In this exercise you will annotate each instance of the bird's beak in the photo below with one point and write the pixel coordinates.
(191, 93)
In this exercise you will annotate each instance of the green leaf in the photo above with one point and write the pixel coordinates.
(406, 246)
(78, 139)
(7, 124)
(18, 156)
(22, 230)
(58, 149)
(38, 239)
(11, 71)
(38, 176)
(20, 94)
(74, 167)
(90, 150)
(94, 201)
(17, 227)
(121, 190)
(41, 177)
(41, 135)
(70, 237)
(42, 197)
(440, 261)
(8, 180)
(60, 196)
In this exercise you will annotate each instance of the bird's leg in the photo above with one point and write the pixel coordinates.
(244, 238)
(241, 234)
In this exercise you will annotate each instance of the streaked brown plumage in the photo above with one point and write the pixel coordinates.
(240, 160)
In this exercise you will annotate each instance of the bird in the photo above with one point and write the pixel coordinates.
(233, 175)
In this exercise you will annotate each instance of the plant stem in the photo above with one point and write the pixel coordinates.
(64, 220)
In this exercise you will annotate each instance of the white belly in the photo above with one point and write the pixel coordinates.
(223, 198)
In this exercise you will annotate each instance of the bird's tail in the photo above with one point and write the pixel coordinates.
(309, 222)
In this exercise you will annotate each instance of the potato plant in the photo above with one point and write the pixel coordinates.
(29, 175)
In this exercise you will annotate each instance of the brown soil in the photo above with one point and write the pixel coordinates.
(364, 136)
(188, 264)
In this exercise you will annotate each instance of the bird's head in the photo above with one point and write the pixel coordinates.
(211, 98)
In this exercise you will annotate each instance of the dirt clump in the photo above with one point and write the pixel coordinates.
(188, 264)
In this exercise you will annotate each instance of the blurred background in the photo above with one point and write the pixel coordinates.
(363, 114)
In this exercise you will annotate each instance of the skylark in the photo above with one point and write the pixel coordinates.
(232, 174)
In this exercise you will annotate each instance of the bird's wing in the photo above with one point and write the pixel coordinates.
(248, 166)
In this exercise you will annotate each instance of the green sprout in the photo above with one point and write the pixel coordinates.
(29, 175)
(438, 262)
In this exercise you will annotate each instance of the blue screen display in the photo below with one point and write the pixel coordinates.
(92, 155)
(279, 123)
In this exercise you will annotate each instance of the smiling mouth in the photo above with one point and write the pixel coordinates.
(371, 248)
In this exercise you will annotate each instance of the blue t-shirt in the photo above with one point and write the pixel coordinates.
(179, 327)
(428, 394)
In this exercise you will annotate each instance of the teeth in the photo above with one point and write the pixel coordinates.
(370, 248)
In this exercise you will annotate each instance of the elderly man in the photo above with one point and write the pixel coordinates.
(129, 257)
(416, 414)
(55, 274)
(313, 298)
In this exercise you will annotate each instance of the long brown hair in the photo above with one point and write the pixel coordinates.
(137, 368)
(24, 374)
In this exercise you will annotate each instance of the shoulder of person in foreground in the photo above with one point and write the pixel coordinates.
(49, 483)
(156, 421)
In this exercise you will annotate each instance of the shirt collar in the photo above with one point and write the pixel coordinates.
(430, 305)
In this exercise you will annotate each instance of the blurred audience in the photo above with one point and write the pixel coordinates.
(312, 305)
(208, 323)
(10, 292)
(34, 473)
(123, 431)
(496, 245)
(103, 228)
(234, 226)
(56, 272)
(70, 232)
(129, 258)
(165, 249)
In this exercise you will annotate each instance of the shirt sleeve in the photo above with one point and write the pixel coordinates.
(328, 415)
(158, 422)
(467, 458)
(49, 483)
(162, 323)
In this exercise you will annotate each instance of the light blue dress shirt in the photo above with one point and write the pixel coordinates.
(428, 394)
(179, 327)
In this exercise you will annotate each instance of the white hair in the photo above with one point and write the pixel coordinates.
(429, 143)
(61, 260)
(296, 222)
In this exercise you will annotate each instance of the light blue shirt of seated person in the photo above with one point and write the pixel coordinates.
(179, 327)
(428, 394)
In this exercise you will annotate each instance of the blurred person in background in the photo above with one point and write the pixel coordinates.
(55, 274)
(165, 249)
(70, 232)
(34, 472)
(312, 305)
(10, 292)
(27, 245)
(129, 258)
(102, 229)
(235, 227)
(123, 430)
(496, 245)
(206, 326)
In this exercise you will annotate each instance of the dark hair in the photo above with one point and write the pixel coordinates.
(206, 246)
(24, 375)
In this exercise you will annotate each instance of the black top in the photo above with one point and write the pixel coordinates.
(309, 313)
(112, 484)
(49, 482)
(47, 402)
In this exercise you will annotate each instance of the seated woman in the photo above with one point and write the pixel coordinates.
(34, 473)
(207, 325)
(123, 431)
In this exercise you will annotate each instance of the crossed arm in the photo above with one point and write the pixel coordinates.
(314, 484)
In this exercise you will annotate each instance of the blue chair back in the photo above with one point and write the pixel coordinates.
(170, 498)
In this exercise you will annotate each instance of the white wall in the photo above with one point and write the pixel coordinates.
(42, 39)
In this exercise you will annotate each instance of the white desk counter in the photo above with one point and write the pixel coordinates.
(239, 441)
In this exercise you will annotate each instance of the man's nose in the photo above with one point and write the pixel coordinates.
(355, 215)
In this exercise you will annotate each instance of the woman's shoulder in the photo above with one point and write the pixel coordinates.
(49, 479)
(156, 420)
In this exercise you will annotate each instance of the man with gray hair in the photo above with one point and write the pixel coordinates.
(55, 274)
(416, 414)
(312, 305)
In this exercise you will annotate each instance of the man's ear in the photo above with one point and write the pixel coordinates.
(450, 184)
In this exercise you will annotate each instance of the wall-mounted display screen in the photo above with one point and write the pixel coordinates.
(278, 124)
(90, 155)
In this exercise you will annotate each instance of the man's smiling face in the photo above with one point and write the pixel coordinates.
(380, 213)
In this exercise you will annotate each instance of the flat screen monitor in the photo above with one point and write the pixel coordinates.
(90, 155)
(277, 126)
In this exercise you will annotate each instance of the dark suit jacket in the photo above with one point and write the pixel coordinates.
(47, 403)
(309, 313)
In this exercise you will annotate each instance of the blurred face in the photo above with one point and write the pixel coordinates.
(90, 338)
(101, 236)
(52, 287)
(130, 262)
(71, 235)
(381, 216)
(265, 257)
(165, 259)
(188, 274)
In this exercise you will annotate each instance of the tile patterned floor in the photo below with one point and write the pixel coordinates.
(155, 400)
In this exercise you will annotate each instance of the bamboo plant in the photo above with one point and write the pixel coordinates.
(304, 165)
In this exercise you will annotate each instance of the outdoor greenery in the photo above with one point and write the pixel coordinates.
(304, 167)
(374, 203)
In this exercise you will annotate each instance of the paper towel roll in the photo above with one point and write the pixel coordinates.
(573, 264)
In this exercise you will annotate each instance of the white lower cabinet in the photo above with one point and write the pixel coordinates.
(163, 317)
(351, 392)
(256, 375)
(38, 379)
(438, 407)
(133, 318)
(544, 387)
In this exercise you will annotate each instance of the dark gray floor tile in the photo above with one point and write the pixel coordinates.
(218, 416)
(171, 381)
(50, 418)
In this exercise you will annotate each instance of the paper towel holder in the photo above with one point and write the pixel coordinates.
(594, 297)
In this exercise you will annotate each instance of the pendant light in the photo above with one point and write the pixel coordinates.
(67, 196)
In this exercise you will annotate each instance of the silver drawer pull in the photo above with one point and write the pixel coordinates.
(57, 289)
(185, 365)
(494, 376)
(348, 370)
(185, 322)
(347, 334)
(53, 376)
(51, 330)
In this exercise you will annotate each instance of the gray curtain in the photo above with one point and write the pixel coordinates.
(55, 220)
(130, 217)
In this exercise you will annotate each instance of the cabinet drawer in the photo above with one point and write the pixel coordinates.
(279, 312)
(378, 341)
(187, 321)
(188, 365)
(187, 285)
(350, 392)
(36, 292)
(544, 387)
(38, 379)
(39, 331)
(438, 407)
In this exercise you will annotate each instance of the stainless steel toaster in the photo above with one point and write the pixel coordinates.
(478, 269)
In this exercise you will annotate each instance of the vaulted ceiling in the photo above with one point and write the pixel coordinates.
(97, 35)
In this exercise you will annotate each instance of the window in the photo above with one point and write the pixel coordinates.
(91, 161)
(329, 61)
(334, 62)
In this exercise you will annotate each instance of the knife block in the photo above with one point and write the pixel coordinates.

==*==

# Task statement:
Reproduce verbatim the records from the line containing "of the stainless" through the end of the records, including both the starting line and the final line.

# Response to this exercise:
In this exercise you will annotate each instance of the stainless steel toaster in the photo above with one point and write the pixel coordinates.
(478, 269)
In this exercise you will annotate each instance of the vaulted ceiling in the photo above with one point and write the pixel coordinates.
(97, 35)
In this exercise you will annotate each instance of the window in the photo above with one point and write the pixel coordinates.
(91, 161)
(329, 61)
(334, 62)
In this exercise you will annotate each instance of the knife block in the photo above with one point and write the pixel coordinates.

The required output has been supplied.